Data excerpts —
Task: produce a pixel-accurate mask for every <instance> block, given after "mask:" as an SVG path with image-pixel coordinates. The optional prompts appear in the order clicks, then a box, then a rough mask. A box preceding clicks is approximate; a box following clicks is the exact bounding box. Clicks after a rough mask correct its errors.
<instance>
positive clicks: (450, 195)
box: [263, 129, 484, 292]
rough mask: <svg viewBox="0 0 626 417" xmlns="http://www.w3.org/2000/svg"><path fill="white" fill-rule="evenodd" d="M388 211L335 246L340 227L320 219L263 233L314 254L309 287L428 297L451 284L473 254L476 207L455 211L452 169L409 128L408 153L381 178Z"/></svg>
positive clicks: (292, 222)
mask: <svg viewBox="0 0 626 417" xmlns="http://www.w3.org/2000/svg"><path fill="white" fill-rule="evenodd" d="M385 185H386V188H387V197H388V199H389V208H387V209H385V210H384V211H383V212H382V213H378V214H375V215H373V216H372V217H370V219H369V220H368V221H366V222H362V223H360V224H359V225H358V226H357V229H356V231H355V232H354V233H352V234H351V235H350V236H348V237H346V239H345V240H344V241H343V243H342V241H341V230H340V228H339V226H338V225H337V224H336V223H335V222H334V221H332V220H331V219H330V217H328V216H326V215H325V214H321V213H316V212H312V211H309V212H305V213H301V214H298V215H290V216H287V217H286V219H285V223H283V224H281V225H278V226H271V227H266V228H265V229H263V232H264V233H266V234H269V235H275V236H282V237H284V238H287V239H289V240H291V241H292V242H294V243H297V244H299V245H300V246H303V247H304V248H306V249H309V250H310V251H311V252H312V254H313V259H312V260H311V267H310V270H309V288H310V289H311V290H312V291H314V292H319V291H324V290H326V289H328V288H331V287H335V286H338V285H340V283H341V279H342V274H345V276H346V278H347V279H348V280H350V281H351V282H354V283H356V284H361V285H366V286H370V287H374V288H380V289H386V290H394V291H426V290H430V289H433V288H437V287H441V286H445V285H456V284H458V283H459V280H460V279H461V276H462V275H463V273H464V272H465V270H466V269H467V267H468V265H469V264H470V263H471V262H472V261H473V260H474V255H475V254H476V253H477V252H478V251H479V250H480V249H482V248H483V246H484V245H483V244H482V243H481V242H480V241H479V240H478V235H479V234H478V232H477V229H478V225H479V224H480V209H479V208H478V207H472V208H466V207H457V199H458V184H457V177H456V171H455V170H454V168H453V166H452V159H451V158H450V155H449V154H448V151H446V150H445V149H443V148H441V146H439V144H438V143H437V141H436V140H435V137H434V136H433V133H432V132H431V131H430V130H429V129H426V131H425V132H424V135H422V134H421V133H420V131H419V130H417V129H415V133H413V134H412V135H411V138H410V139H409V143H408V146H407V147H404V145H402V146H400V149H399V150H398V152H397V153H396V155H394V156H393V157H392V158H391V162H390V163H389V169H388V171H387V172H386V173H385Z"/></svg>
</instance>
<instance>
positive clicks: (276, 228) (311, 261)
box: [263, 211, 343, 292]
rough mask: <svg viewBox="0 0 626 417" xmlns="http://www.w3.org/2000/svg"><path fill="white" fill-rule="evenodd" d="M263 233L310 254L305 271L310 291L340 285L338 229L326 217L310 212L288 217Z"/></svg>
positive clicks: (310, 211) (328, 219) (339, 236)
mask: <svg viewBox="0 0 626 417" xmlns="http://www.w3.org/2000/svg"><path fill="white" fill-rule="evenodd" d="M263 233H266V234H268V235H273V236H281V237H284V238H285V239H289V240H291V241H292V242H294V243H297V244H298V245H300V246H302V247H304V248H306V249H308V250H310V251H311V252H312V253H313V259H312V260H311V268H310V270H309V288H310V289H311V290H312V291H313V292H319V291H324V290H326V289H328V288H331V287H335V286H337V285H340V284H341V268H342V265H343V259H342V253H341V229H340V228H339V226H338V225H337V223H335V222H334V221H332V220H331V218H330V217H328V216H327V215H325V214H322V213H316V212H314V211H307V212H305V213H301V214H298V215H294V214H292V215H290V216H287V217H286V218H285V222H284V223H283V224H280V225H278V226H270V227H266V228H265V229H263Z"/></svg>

Problem — Print, from the entries above, the line with "</instance>", the line with "233L310 254L305 271L310" and all lines between them, exactly and with nothing else.

Reply to the exercise —
</instance>
<instance>
positive clicks: (276, 228) (311, 261)
box: [263, 211, 343, 292]
rough mask: <svg viewBox="0 0 626 417" xmlns="http://www.w3.org/2000/svg"><path fill="white" fill-rule="evenodd" d="M263 233L310 254L305 271L310 291L340 285L338 229L326 217L310 212L288 217Z"/></svg>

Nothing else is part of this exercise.